** start of Materials provided **
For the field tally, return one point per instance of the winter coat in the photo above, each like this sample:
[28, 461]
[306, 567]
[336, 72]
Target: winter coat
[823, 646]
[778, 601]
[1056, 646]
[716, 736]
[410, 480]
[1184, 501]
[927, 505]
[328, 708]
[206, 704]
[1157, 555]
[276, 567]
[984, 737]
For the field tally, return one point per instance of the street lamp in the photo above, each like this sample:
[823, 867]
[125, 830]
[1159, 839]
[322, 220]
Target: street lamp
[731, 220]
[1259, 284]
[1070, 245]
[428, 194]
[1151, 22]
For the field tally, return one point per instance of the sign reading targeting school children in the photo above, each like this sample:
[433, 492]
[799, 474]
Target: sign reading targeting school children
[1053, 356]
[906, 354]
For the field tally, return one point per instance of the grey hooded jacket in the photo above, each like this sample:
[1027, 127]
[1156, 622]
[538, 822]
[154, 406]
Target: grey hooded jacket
** end of Materials provided **
### Requirement
Please rewrite all of the data above, swapping "field tally" for "site count" and keeping everything else the same.

### Reply to the exercise
For the site count, return one point per instance of the winter coat in the photo above, each like this sample:
[28, 461]
[306, 567]
[336, 72]
Target: winter coat
[823, 646]
[778, 601]
[1056, 646]
[716, 736]
[410, 480]
[1184, 501]
[927, 505]
[328, 708]
[206, 704]
[1157, 555]
[276, 567]
[984, 737]
For the site count, return one point per instance of the street lamp in the photo above, each like this sample:
[823, 867]
[125, 830]
[1159, 839]
[322, 220]
Target: street lamp
[731, 220]
[1259, 284]
[1070, 245]
[428, 194]
[1151, 22]
For the site count, return one point per instance of the sign reading targeting school children in the photo above, each like this sample:
[433, 492]
[799, 474]
Target: sign reading targeting school children
[1053, 356]
[906, 354]
For the site count, return one point per instance of the grey hooded jacket in the photo above, each like this sample:
[1027, 127]
[1156, 622]
[538, 822]
[154, 406]
Target: grey hooded jacket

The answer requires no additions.